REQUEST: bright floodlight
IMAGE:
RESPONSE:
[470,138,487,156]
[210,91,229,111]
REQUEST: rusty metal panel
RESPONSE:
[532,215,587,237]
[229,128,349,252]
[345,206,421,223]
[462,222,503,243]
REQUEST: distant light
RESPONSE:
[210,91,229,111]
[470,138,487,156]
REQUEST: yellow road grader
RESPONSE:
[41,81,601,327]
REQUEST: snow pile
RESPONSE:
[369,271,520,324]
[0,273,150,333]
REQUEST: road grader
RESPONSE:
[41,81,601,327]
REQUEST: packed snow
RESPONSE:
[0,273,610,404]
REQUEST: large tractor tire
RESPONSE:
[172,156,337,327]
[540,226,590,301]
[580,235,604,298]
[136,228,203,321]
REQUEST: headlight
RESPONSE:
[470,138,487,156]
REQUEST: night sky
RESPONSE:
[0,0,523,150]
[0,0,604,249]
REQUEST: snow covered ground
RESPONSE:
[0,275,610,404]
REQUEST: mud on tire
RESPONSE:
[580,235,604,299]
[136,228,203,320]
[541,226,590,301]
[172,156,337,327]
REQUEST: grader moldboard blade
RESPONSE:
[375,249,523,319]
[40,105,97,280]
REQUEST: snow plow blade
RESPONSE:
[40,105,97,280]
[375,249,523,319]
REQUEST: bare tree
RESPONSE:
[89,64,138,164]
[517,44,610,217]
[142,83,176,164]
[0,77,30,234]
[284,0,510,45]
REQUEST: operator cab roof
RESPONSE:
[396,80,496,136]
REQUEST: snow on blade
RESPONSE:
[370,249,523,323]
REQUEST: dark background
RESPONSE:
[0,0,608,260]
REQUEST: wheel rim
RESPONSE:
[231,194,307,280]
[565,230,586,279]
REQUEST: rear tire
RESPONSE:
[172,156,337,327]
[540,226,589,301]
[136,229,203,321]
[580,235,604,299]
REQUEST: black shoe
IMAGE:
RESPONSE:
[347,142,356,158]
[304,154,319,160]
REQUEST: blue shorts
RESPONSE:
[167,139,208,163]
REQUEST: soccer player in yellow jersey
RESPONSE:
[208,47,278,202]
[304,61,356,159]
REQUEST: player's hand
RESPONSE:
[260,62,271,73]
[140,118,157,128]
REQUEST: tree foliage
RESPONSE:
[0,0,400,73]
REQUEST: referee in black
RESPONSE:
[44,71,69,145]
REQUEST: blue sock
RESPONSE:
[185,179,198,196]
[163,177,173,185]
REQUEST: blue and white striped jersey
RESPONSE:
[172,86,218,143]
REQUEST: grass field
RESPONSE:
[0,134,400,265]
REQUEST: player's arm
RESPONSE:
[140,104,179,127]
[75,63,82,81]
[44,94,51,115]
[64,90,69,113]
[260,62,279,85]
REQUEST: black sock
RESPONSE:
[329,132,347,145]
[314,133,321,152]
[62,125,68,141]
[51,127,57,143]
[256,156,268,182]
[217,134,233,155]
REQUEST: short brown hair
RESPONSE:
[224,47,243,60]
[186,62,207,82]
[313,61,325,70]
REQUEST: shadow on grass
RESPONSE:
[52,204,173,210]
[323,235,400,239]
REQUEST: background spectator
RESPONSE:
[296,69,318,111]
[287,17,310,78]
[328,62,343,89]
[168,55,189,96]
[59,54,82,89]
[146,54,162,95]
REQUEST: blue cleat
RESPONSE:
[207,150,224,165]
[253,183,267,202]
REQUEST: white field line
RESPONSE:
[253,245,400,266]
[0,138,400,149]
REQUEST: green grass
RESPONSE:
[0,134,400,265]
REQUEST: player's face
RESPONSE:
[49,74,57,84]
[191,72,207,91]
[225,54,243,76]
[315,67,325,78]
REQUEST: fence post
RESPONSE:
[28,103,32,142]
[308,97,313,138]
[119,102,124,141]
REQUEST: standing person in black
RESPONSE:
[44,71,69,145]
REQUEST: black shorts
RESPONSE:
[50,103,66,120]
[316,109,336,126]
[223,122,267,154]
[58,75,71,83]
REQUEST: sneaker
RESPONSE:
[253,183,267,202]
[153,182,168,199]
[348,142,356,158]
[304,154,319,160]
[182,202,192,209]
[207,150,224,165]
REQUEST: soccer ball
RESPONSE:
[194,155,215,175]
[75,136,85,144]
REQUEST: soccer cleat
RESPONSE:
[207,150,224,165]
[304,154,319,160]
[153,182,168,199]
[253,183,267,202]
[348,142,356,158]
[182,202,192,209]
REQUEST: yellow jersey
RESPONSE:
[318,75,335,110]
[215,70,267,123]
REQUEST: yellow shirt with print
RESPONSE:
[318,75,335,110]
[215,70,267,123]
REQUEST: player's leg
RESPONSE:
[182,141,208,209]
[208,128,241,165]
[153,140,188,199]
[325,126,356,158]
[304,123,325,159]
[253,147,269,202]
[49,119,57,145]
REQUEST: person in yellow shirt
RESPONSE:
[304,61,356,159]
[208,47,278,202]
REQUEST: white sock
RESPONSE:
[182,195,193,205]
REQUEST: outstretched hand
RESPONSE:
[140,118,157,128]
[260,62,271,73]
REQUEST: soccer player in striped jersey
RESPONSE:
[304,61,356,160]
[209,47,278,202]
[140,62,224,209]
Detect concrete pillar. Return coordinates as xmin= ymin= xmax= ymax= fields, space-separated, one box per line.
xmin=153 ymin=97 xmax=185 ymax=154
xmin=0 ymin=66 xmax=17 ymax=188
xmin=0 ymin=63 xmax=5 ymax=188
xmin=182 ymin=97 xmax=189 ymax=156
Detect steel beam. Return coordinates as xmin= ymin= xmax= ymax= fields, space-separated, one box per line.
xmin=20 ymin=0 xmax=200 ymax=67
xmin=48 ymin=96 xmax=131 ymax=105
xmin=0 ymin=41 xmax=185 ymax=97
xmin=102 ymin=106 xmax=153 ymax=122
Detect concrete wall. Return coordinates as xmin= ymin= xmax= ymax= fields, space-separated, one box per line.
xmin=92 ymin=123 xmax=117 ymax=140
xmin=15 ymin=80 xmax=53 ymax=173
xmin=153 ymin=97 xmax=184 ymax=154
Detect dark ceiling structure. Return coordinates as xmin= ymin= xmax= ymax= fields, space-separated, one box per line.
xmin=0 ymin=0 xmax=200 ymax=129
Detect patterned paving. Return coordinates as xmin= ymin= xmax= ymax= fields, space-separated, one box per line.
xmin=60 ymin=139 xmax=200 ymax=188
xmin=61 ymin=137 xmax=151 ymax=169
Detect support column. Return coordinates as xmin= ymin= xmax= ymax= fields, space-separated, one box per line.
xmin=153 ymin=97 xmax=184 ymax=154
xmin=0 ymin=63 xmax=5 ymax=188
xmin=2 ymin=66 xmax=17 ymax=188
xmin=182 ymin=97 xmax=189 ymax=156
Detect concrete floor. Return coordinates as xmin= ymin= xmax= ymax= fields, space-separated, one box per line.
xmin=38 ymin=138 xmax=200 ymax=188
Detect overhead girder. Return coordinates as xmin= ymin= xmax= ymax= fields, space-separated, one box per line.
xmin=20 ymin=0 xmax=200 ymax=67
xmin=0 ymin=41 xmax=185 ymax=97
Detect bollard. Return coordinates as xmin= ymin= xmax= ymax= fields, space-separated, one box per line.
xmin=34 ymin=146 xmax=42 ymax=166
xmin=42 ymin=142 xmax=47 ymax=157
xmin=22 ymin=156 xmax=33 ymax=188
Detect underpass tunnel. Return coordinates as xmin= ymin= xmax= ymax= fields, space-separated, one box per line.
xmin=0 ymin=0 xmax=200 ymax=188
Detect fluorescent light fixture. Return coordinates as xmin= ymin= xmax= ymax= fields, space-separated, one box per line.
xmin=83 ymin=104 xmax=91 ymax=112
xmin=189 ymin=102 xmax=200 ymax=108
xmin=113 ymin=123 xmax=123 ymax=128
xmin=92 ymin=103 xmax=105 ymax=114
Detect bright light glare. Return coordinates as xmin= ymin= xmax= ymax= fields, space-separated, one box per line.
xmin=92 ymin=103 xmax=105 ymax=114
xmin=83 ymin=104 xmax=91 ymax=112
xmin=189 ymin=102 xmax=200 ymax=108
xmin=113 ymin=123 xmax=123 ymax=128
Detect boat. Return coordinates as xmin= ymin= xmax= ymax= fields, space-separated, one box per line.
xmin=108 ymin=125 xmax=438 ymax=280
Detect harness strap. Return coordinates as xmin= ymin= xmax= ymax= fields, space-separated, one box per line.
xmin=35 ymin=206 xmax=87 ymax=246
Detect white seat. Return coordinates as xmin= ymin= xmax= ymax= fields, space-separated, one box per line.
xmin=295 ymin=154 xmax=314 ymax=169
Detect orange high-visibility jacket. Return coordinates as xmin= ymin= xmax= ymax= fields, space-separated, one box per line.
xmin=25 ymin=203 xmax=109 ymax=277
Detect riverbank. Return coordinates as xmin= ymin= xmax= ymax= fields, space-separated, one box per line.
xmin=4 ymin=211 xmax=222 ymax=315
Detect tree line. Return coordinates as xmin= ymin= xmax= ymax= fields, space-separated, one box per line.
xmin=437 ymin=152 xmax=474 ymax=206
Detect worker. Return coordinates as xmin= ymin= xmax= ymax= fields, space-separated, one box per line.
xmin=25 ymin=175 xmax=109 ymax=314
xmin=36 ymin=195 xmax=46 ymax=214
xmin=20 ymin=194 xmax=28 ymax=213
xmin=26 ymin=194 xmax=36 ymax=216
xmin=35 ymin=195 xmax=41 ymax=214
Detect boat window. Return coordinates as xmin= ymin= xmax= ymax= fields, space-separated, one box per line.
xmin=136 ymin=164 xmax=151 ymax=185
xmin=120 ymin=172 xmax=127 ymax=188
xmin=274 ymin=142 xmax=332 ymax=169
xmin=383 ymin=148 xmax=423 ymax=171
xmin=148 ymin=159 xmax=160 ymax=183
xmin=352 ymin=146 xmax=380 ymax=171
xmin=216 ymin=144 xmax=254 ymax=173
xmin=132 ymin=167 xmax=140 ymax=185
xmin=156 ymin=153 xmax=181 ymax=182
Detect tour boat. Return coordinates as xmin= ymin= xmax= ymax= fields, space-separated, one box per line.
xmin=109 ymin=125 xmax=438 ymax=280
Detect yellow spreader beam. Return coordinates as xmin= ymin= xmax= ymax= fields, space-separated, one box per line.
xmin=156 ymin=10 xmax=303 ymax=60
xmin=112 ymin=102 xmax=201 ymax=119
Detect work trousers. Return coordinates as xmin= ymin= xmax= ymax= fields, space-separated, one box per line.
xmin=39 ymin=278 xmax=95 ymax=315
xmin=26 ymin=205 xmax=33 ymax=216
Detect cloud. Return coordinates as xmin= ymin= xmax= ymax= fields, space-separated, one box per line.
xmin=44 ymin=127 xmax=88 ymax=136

|---|

→ **Exercise brief**: Please copy the lines between the line holding "REQUEST: mud on tire" and the line holding "[370,249,523,323]", inclusive, reproducing them exactly.

→ **Full solution**:
REQUEST: mud on tire
RESPONSE:
[580,235,604,299]
[136,228,203,320]
[541,226,590,301]
[172,156,337,327]
REQUEST: grader moldboard blade
RESPONSE:
[375,249,523,319]
[40,105,97,280]
REQUEST: snow plow blade
RESPONSE:
[40,105,97,280]
[375,249,523,319]
REQUEST: bare tree
RESPONSE:
[89,64,138,164]
[517,44,610,217]
[142,83,176,164]
[0,77,30,234]
[284,0,510,45]
REQUEST: operator cab roof
RESPONSE:
[396,80,496,136]
REQUEST: snow on blade
RESPONSE:
[370,249,523,323]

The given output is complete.